In a nutshell, its position is that EC2 and file in the cloud cannot scale as easily as object. iSCSI as a service and TCP are both too chatty for cloud, it claims, and NFS v4 and pNFS don’t scale. S3 came much later, dropped the legacy baggage, and became primary. RAID doesn’t scale, MinIO feels.
Basically, MinIO is convinced its object software will wash over everything else in the storage world, including on-premises file, block and object arrays, and their semi-detached, CSI-based cloud incarnations. Why? Because it is fast and Kubernetes-native, and therefore suited for storage provision in the cloud.
Being Kubernetes-native matters because the entire storage software runs as a container inside of Kubernetes, with complete support for all Kubernetes functionality, it says.
Symonds said file and block are in the cloud for legacy apps, and file and block have to go through the kernel and so have CSI drivers. MinIO’s object store runs as a container and doesn’t need CSI.
MinIO claims S3 is the default API for object storage and MinIO is the leader in compatibility. It claims to have been the first to market with V4 and one of the few to support S3 Select.
Its operator provisions multiple MinIO clusters on top of Kubernetes. It brings stateful services to the world of Kubernetes, which doesn’t understand the concept of state, and makes having multiple tenants with multiple versions straightforward. Operators enable seamless integration with the broader K8s ecosystem, giving access to service discovery, container orchestration, and monitoring systems.
The operator works with Amazon EKS, AKS, GKE, OpenShift, RAFAY, the Rancher Kubernetes Engine and VMware Tanzu. V5.0 brings in zero trust. It’s workload-centric and workload identity can be validated by MinIO Operator with help of K8s. V5 has rotating credentials control. All access granted to object store is temporary and there is no need to worry about rotating credentials ending up with the wrong user/workload.
There is dynamic local persistent volume (PV) provisioning as opposed to network PV provisioning.
Scale
MinIO engineer Dileeshvar Radhakrishnan said unstructured data will represent 90 percent of all of data by 2025. MinIO storage can be used as a data lake and is suited to storing data for AI/ML processing. AI predominantly uses object storage and MinIO said it was ready for any ChatGPT-led acceleration.

- - - - -

**Set of tasks:**
(a) Please output everything in the MinIO piece from "Its operator provisions" down to "and monitoring systems.", copied word for word.
(b) Name every Kubernetes platform that the MinIO piece says the operator works with.
These items have no connection to the MinIO piece.

Dataset excerpts
- - - - -

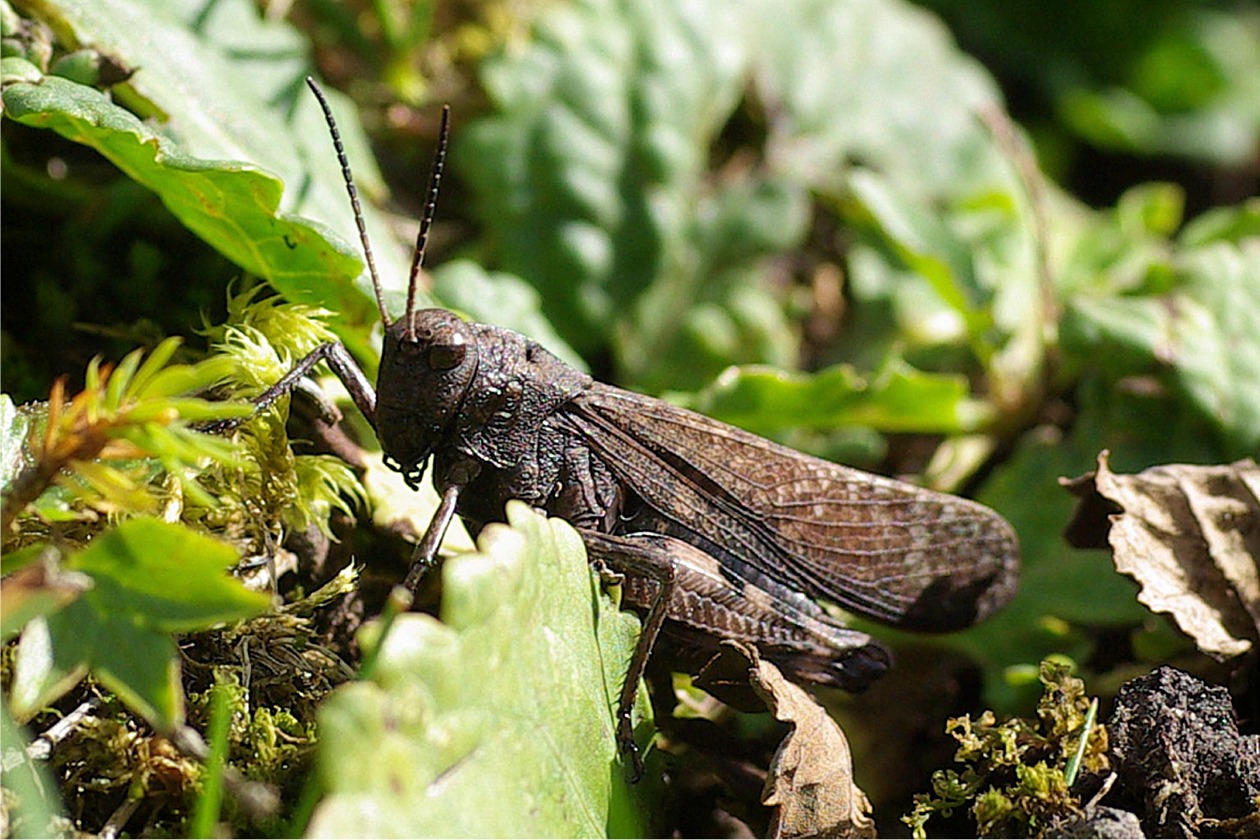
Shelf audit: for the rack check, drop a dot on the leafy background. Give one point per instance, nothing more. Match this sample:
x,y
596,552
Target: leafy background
x,y
970,243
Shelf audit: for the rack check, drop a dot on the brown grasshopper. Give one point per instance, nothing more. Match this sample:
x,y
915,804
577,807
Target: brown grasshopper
x,y
716,533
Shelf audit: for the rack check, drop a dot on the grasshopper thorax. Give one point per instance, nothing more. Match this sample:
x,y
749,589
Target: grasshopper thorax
x,y
427,364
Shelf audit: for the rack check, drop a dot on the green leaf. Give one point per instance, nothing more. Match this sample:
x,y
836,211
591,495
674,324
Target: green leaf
x,y
1202,336
32,805
150,579
242,158
14,427
502,299
498,720
897,399
591,179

- - - - -

**Problem solutions:**
(a)
Its operator provisions multiple MinIO clusters on top of Kubernetes. It brings stateful services to the world of Kubernetes, which doesn’t understand the concept of state, and makes having multiple tenants with multiple versions straightforward. Operators enable seamless integration with the broader K8s ecosystem, giving access to service discovery, container orchestration, and monitoring systems.

(b) Amazon EKS, AKS, GKE, OpenShift, RAFAY, the Rancher Kubernetes Engine, VMware Tanzu